REQUIREMENT 1: According to the heterophile antibody test article, whose red blood cells are agglutinated by the heterophile antibodies in the patient's serum?
REQUIREMENT 2: Write a continuation of the heterophile antibody test article that follows on from its final sentence.

TEXT SEGMENT:

- Opening Delimiter -

Heterophile antibody test


Heterophile antibody test

The test is sensitive for heterophile antibodies produced by the human immune system in response to EBV infection.

The monospot test, a form of the heterophile antibody test,[1] is a rapid test for infectious mononucleosis due to Epstein–Barr virus (EBV). Commercially-available test kits are 70-92% sensitive and 96-100% specific.[2] It will generally not be positive during the 4-6 week incubation period before the onset of symptoms. It will also not generally be positive after active infection has subsided, even though the virus persists in the same cells in the body for the rest of the carrier's life.

Contents

Process

The test relies on the agglutination of horse RBCs by heterophile antibodies in patient's serum. Heterophile means it reacts with proteins across species lines. [3] A 20% suspension of horse red cells is used in an isotonic 3-8 % sodium citrate formulation. One drop of the patient’s neat serum to be tested is mixed on an opal glass slide with one drop of a particulate suspension of guinea-pig kidney stroma, and a suspension of beef red cell stroma; sera and suspensions are mixed with a wooden applicator for 10 times. Ten micro liter of the horse red cell suspension are then added and mixed with each drop of absorbed serum. The mixture is left undisturbed for one minute (not rocked or shaken). Examine for the presence or absence of red cell agglutination. If stronger with the sera absorbed with guinea-pig kidney, the test is positive. If stronger with the sera absorbed with beef red cell stroma, the test is negative. If agglutination is absent in both mixtures, the test is negative. A known 'positive' and 'negative' control serum is tested with each batch of test sera.

- Closing Delimiter -

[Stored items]
- Opening Delimiter -

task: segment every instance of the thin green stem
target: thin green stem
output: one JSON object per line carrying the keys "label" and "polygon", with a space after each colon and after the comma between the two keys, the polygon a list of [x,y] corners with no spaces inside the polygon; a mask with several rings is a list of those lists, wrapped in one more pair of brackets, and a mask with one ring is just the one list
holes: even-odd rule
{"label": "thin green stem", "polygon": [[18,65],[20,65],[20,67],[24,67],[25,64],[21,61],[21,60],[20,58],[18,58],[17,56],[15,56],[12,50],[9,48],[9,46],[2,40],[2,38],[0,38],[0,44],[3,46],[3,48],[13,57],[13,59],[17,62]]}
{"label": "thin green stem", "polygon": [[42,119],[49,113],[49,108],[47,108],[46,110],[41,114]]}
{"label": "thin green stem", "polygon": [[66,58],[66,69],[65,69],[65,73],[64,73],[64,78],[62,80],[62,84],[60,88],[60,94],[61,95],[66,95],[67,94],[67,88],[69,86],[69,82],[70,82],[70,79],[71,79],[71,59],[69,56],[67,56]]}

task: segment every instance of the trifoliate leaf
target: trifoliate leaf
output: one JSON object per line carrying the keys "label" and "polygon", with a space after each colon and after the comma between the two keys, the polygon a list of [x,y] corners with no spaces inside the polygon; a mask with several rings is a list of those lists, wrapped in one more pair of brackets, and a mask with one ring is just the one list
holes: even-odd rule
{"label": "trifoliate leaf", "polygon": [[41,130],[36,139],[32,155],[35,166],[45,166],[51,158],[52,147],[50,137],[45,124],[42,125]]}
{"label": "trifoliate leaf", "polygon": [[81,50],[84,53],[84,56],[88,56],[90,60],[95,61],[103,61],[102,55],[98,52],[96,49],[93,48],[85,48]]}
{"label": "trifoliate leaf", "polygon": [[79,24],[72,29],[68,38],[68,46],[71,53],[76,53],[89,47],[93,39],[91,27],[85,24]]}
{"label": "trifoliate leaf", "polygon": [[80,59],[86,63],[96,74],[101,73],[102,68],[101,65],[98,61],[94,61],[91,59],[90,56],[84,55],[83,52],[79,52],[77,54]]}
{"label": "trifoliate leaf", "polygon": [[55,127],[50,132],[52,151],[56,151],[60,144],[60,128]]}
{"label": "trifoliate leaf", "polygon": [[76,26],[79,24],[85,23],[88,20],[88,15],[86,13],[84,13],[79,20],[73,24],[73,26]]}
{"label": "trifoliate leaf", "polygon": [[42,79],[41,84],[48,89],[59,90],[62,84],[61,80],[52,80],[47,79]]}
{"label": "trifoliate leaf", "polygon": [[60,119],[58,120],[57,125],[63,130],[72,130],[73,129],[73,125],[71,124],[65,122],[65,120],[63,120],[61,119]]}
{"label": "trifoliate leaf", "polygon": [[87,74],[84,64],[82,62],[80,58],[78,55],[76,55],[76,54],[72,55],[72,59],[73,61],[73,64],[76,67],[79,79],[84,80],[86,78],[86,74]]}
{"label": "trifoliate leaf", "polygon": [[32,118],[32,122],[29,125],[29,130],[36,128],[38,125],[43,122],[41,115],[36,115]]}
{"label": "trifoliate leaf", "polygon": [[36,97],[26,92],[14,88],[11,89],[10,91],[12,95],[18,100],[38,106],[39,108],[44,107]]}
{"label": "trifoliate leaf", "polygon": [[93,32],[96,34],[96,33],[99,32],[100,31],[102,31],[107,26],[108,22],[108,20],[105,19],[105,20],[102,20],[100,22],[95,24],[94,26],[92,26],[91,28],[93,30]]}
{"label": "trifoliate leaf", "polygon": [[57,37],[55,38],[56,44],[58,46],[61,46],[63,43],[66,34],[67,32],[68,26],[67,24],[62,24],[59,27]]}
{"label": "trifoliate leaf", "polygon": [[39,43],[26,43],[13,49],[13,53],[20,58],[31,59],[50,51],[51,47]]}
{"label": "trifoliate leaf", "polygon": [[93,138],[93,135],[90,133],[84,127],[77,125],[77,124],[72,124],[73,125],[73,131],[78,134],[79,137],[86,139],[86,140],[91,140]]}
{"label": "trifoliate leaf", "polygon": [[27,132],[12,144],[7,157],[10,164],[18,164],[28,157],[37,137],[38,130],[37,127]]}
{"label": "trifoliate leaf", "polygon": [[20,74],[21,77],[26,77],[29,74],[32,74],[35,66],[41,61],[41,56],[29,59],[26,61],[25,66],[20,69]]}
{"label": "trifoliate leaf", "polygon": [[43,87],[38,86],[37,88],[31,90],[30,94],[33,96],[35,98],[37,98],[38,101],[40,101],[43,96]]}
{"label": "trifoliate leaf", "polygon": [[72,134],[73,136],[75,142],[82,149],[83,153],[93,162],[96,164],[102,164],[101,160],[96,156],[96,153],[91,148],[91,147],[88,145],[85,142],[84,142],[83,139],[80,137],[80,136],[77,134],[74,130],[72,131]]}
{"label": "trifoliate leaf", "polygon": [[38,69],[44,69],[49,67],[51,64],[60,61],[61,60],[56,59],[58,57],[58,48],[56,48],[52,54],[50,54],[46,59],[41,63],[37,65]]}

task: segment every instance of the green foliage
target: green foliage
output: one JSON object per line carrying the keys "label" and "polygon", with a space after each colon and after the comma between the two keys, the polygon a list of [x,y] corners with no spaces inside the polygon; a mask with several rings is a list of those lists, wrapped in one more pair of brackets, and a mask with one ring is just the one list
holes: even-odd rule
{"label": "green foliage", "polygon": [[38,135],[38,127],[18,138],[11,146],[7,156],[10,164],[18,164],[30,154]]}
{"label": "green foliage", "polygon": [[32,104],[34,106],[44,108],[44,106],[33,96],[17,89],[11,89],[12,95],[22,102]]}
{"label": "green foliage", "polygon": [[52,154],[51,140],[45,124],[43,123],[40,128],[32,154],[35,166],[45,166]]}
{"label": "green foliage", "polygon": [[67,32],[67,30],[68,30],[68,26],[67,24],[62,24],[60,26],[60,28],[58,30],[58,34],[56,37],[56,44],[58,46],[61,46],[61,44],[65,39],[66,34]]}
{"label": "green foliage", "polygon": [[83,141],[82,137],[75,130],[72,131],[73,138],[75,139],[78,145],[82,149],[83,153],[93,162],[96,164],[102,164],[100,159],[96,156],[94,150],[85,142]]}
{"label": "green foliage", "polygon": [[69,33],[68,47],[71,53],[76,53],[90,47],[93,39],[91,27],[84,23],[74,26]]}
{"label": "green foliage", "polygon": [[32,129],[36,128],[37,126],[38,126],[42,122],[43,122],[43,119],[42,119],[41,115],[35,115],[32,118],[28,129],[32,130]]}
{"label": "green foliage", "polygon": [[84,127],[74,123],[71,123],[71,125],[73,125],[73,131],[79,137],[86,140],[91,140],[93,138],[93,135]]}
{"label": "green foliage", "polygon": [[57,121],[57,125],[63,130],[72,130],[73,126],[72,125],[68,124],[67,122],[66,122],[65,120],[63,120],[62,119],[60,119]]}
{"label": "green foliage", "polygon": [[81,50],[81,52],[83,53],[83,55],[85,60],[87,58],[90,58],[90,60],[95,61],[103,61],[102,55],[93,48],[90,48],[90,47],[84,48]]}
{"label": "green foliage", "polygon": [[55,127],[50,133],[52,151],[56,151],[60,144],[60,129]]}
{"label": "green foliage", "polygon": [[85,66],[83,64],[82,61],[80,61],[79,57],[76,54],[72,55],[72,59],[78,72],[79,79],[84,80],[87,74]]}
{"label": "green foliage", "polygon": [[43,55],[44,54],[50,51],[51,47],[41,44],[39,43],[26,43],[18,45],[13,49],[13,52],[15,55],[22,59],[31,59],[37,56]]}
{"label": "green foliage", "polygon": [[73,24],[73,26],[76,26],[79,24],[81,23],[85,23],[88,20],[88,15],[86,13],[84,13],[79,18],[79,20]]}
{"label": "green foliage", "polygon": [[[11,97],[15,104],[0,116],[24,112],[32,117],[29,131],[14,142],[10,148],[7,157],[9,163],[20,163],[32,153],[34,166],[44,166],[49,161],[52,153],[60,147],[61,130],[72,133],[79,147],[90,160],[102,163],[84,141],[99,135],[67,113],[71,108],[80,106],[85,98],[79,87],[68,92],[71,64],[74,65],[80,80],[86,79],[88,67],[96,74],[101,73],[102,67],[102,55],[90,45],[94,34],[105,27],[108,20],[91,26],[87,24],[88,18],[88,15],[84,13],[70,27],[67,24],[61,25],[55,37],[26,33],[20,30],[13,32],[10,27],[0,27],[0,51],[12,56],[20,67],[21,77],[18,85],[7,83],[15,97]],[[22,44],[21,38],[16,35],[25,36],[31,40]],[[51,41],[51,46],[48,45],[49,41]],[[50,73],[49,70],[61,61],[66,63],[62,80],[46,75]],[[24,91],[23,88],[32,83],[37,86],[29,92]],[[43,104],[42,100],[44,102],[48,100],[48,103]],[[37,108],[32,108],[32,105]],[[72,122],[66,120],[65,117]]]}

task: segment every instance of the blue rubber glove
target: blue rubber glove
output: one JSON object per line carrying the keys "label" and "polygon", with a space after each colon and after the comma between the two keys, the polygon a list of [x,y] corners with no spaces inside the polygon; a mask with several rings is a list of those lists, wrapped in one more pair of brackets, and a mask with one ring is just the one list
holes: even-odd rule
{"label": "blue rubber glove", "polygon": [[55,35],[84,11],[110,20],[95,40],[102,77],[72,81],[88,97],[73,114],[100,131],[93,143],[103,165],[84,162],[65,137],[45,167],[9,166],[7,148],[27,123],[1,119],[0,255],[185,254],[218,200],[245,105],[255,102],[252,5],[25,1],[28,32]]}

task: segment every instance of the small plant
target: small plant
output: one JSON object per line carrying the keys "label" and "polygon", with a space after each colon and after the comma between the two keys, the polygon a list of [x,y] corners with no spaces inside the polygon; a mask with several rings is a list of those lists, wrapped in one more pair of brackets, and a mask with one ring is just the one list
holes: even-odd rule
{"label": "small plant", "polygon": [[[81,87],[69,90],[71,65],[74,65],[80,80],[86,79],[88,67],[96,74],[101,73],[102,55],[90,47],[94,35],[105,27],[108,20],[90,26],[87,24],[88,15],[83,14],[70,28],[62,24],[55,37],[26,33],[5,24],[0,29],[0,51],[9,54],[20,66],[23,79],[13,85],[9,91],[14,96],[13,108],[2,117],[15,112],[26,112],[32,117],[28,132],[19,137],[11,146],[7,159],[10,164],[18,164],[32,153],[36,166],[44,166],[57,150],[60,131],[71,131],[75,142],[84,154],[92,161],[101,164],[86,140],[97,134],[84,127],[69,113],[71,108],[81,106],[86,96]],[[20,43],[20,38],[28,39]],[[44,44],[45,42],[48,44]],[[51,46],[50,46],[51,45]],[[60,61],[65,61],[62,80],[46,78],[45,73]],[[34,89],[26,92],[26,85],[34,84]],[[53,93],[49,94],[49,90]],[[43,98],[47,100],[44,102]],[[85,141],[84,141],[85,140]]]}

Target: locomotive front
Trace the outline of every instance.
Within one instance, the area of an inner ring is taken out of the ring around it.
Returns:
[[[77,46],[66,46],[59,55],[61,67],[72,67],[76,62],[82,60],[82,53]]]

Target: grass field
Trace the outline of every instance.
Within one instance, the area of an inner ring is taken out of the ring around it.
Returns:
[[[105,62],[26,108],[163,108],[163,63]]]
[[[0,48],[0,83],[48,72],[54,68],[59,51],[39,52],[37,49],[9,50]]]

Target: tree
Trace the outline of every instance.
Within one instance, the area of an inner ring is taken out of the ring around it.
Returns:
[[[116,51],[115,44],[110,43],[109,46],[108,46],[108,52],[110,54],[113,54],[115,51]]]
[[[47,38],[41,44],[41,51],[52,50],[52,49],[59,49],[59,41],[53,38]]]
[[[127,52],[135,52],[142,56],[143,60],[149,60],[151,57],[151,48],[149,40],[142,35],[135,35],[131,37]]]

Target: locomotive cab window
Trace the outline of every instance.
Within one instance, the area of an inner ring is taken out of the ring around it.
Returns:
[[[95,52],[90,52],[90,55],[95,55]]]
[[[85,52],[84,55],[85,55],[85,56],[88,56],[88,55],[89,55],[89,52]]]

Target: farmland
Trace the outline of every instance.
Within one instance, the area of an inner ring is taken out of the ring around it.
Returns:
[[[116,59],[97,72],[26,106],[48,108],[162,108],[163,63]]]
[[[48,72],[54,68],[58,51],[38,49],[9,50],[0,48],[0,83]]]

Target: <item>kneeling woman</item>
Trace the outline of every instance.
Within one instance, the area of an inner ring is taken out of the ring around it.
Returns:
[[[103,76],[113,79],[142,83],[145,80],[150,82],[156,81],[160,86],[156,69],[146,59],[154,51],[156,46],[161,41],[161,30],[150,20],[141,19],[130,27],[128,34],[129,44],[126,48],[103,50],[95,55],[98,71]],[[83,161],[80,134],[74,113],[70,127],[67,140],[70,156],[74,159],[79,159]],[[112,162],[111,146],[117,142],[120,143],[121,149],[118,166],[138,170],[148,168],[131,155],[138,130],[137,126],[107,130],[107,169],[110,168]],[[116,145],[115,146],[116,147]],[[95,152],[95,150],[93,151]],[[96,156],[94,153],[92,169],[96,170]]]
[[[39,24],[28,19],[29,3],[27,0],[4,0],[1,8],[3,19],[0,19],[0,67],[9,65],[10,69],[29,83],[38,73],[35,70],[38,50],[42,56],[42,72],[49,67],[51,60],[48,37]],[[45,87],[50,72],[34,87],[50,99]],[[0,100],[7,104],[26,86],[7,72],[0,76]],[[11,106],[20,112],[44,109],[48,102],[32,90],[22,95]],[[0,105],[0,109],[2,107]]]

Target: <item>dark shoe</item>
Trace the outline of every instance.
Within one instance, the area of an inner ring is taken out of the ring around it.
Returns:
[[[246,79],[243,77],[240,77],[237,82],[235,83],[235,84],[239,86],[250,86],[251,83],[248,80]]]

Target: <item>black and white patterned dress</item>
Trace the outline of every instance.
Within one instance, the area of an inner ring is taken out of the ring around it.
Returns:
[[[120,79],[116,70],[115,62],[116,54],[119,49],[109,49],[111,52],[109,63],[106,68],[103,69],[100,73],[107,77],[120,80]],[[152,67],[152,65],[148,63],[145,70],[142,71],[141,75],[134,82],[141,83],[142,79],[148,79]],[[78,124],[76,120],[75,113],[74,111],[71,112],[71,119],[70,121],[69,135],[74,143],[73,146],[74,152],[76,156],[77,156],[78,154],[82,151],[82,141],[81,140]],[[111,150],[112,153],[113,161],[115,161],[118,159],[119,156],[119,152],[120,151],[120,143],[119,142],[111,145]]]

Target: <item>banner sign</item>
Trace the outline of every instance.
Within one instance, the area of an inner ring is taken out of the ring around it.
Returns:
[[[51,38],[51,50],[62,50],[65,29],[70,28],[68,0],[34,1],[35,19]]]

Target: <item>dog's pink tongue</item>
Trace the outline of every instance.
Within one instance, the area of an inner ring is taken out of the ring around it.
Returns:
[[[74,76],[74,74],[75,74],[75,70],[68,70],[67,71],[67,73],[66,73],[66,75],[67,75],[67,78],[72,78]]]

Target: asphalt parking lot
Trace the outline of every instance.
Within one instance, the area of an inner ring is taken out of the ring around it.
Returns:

- Closing Delimiter -

YOUR RESPONSE 1: Horse red blood cells.

YOUR RESPONSE 2:
Indications

It is indicated as a confirmatory test when a physician suspects EBV, typically in the presence of clinical features such as fever, malaise, pharyngitis, tender lymphadenopathy (especially posterior cervical; often called "tender glands") and splenomegaly.[4]

Usefulness of the test

Because the specificity of the test is high, a positive test is useful in confirming EBV. However, the sensitivity is only moderate, so a negative test does not exclude EBV.

This lack of sensitivity is especially the case in young children, many of whom will not produce the heterophile antibody at any stage and thus have a false negative test result.

In the case of delayed or absent seroconversion, an immunofluorescence test could be used if the diagnosis is in doubt. It has the following characteristics: VCAs (Viral Capsid Antigen) of the IgM class, antibodies to EBV early antigen (anti-EA), absent antibodies to EBV nuclear antigen (anti-EBNA)

References

  1. ^ Basson V, Sharp AA (May 1969). "Monospot: a differential slide test for infectious mononucleosis". J. Clin. Pathol. 22 (3): 324–5. doi:10.1136/jcp.22.3.324. PMC 474075. PMID 5814738. http://jcp.bmj.com/cgi/pmidlookup?view=long&pmid=5814738.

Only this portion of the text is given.